(Saved entries)
=====

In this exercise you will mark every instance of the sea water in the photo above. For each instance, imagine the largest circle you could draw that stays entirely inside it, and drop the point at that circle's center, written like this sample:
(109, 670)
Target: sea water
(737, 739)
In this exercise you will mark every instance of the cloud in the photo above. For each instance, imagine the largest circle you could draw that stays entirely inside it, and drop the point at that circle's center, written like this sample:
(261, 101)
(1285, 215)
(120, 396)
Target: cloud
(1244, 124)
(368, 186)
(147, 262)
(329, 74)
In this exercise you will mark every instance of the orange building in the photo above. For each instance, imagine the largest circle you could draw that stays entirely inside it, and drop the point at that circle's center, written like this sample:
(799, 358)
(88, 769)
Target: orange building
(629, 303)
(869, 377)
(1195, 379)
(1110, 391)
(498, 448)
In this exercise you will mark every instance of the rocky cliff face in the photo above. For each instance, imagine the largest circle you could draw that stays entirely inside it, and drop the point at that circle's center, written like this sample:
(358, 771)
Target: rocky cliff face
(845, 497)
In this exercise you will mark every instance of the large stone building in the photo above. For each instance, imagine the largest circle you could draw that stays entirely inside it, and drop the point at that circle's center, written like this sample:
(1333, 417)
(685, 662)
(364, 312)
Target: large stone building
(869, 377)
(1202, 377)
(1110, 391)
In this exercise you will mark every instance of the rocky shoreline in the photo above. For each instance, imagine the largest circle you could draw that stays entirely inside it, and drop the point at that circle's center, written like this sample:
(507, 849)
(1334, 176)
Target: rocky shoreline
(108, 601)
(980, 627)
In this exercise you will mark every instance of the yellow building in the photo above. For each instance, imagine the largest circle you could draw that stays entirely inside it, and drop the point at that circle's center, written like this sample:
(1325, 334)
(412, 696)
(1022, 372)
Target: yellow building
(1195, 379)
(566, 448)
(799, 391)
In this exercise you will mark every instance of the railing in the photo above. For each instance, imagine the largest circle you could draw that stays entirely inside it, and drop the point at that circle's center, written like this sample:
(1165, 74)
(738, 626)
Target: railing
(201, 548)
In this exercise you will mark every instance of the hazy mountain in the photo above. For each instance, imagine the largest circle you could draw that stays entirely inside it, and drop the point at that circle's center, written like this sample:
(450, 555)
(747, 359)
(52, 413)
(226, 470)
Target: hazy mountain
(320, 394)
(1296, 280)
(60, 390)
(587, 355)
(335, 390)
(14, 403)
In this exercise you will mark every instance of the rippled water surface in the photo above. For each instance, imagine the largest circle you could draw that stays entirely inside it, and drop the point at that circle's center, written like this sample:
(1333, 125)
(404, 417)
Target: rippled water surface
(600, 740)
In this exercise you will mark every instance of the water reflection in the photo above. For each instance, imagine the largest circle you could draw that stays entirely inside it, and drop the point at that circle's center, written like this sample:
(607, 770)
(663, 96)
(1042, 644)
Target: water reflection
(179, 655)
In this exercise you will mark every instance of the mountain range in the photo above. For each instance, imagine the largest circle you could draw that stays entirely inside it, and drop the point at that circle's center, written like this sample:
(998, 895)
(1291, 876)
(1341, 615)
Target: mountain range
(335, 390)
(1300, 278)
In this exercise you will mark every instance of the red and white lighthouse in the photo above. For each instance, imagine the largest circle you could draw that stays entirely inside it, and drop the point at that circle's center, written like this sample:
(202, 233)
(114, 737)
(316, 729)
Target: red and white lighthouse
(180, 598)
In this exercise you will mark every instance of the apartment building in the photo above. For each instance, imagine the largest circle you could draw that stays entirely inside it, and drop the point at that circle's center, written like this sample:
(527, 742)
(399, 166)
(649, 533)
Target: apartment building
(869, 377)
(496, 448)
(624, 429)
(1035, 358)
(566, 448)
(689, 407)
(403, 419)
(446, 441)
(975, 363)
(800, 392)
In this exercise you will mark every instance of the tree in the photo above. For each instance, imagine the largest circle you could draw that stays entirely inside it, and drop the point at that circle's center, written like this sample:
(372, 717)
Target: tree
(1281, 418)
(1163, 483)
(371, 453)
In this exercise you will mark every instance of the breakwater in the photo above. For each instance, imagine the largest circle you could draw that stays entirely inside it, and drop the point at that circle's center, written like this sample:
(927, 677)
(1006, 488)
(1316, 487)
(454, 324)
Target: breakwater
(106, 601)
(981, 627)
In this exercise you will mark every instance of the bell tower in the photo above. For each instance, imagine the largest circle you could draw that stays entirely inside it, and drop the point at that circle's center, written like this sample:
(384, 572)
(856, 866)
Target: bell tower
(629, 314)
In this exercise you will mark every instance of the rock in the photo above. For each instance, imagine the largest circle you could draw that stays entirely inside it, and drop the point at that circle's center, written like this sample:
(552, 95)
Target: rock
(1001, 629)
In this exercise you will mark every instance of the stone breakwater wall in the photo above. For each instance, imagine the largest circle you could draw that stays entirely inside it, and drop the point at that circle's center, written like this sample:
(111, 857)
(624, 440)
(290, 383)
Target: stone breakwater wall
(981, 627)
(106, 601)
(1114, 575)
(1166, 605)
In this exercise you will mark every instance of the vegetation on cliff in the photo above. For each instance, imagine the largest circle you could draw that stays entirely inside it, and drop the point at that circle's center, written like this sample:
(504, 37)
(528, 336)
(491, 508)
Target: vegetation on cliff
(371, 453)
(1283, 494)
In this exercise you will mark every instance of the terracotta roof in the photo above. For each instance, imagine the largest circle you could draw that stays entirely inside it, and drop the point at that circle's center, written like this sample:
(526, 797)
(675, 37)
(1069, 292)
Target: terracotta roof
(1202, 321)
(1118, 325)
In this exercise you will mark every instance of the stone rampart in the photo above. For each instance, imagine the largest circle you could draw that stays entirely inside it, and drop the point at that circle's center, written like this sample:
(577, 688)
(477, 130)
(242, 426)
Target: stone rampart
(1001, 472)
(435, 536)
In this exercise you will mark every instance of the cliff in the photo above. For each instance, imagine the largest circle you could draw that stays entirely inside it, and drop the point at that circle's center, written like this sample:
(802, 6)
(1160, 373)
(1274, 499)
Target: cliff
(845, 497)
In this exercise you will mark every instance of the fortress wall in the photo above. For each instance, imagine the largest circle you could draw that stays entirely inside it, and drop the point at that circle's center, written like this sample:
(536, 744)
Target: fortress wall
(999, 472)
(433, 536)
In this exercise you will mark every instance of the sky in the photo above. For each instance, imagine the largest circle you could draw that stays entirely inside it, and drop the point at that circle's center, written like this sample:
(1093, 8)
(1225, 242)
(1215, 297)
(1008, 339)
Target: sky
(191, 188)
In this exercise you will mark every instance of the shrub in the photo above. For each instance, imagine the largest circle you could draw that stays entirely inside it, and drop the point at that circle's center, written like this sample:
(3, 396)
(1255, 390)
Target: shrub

=====

> **What you should do**:
Reproduce the data in its entirety. Keep every character unchanged.

> **Output below**:
In this exercise you will mark every instance of the sea water in the photo above. For each instance, imagine the largest circle you could draw that stays entirely inside it, and drop the point at that circle's center, written like this sample:
(109, 670)
Target: sea water
(737, 739)
In this exercise you will mark every instance of the cloud in the photo above. For each instance, imagine the largest circle you could draw that stays entirely inside it, and drop the point at that circle's center, written like this sample:
(261, 101)
(1285, 215)
(120, 396)
Target: cloud
(1244, 124)
(368, 186)
(147, 262)
(329, 74)
In this exercise you will mark every instance of the orange building in the photo above. For each instance, imagine the largest circle you could draw that stays entirely inside it, and drop the point at that circle's center, written like this sample:
(799, 358)
(88, 769)
Target: orange building
(629, 303)
(869, 377)
(1195, 379)
(1110, 391)
(498, 448)
In this exercise you will mark every instance of the rocky cliff face in the photo above. For each instance, imagine the largest circle you could draw that stays entirely inside it, and drop the point at that circle's center, written like this sample:
(358, 771)
Target: rocky cliff face
(845, 497)
In this exercise you will mark every instance of the large stone building in the photo above. For each instance, imagine the largest circle you could draw that stays entirely inside it, and drop the point at that circle's center, written like this sample:
(1333, 417)
(685, 662)
(364, 312)
Target: large stone building
(869, 377)
(1202, 377)
(1110, 391)
In this exercise you will mark every instance of the rocky shoreline in the photo above. For each instance, imagine the largest circle you could draw that stays entirely inside it, and drop the point at that circle's center, written like this sample:
(507, 849)
(1334, 176)
Target: rocky shoreline
(108, 601)
(980, 627)
In this exercise you will mark every instance of the yellow building in the photo above. For each instance, imagine the largest circle you could draw that stays entirely inside it, and drop the point at that circle's center, written like this sample:
(1325, 334)
(412, 696)
(1022, 372)
Target: yellow building
(1195, 379)
(566, 448)
(799, 391)
In this exercise you will mark every instance of the railing in the photo above. For each instance, imagine the largest circle you could draw that stays entirely inside it, and drop the point at that circle's center, written like this sample:
(1165, 74)
(738, 626)
Target: railing
(201, 548)
In this exercise you will mark every instance of the hazy mountain in the photo above. For each instance, imagine the largest circle you could draw that stays entirely inside it, and drop the point at that circle's center, written like this sample:
(450, 555)
(747, 359)
(52, 413)
(226, 470)
Target: hazy mountain
(320, 394)
(1296, 280)
(60, 390)
(587, 355)
(335, 390)
(14, 403)
In this exercise you will mark every instance of the rippled water surface in the photo above. For each instance, imagine the largest circle you could draw that stays entirely inside it, and drop the point at that circle's center, written like this sample:
(1333, 125)
(404, 417)
Target: rippled water surface
(600, 740)
In this exercise you will mark every instance of the water reflection in the photo above. For each instance, imagine the largest circle you could draw that stays entirely inside it, and drop the point at that circle's center, written like this sample:
(607, 770)
(663, 96)
(1042, 644)
Target: water reflection
(179, 655)
In this exercise you will mark every instance of the mountain range in the photo above. For each instance, imagine the largest circle you could draw that stays entirely inside it, and drop the point at that circle's center, written like this sample:
(998, 895)
(1291, 876)
(1341, 615)
Target: mountain range
(335, 390)
(1300, 278)
In this exercise you will mark every instance of the red and white lighthouse in the photo above. For each instance, imagine the largest circle you could draw that stays entirely inside it, and drop the point at that circle's center, written like this sample:
(202, 233)
(114, 737)
(316, 729)
Target: red and white lighthouse
(180, 598)
In this exercise you will mark every instance of the apartment building in the photo above. For each instance, imagine the largest circle you could draw that stays entirely inside it, and drop the point at that circle's center, written like this sample:
(527, 742)
(399, 166)
(649, 533)
Target: apartment building
(869, 377)
(496, 448)
(624, 429)
(1035, 358)
(566, 448)
(689, 407)
(403, 419)
(446, 441)
(975, 363)
(800, 392)
In this exercise you will mark every instance of the tree in the photo above. For each instance, imagine the largest circle you could draw that stays entirely inside it, and drop the point at that circle's center, written like this sample:
(372, 717)
Target: tree
(1281, 418)
(1163, 483)
(371, 453)
In this exercise you will mark every instance of the breakwater in the photo above. For each instance, imagine the largest circle you could draw that stays entirely inside it, and drop the point at that circle's center, written like this sample:
(927, 677)
(1006, 488)
(1316, 487)
(454, 324)
Target: breakwater
(106, 601)
(981, 627)
In this exercise you will mark every instance of the bell tower in the photo above. For each instance, imagine the largest circle you could draw that stays entirely inside it, and drop the point at that circle's center, written like this sample:
(384, 572)
(856, 866)
Target: bell tower
(629, 314)
In this exercise you will mark every instance of the rock in the photo above. For each instance, imagine the largest circle you could draw that stays entirely inside it, and drop the point at that circle's center, written like this sample:
(552, 95)
Target: rock
(1001, 629)
In this exercise you will mark every instance of the stone breakwater wall in the photo above. For each instance, imagine the largest circle you could draw that stays entirely inside it, and drop the point at that circle's center, written like this sample:
(111, 857)
(624, 440)
(290, 383)
Target: stone breakwater wall
(981, 627)
(106, 601)
(1114, 575)
(1166, 605)
In this exercise you will mark every instance of the vegetation on cliff in the photo above. For each instance, imagine the largest circle you could draw that stays entirely inside it, and drop the point at that circle's center, written like this sample:
(504, 37)
(528, 336)
(491, 508)
Target: vegetation on cliff
(371, 453)
(1283, 494)
In this exercise you will mark every instance of the terracotta roof in the photo above. For each instance, imagine the largest circle you could draw that stays entirely inside it, and drop the point at that circle's center, written like this sample:
(526, 797)
(675, 37)
(1069, 292)
Target: terracotta roof
(1202, 321)
(1118, 325)
In this exercise you will mark every instance of the stone rampart in the photo above. For each instance, imagine the largest circle you could draw that stays entirely inside it, and drop the point at that circle's center, written like this sample:
(577, 688)
(477, 130)
(242, 426)
Target: stone rampart
(1001, 472)
(435, 536)
In this exercise you will mark every instance of the cliff in the photo above. For each instance, imagine the largest circle you could draw that stays entirely inside it, and drop the point at that circle's center, written like this sample:
(802, 6)
(1160, 373)
(1274, 499)
Target: cliff
(845, 497)
In this exercise you will mark every instance of the fortress wall in the photo above. For each instance, imagine the largest circle you could draw that stays entirely inside it, and drop the point at that circle's center, written like this sample:
(536, 744)
Target: fortress wall
(999, 472)
(433, 536)
In this exercise you will mark every instance of the sky in the photo above. For each instance, imagine the largest circle you could draw that stays entirely inside it, and drop the point at that circle's center, written like this sample:
(1093, 8)
(1225, 242)
(1215, 297)
(1008, 339)
Target: sky
(191, 188)
In this exercise you will mark every instance of the shrub in the photo above. For each instance, imagine the largest circle you could draw that stays entirely inside it, and drop the point at that circle's center, written like this sample:
(3, 396)
(1255, 390)
Target: shrub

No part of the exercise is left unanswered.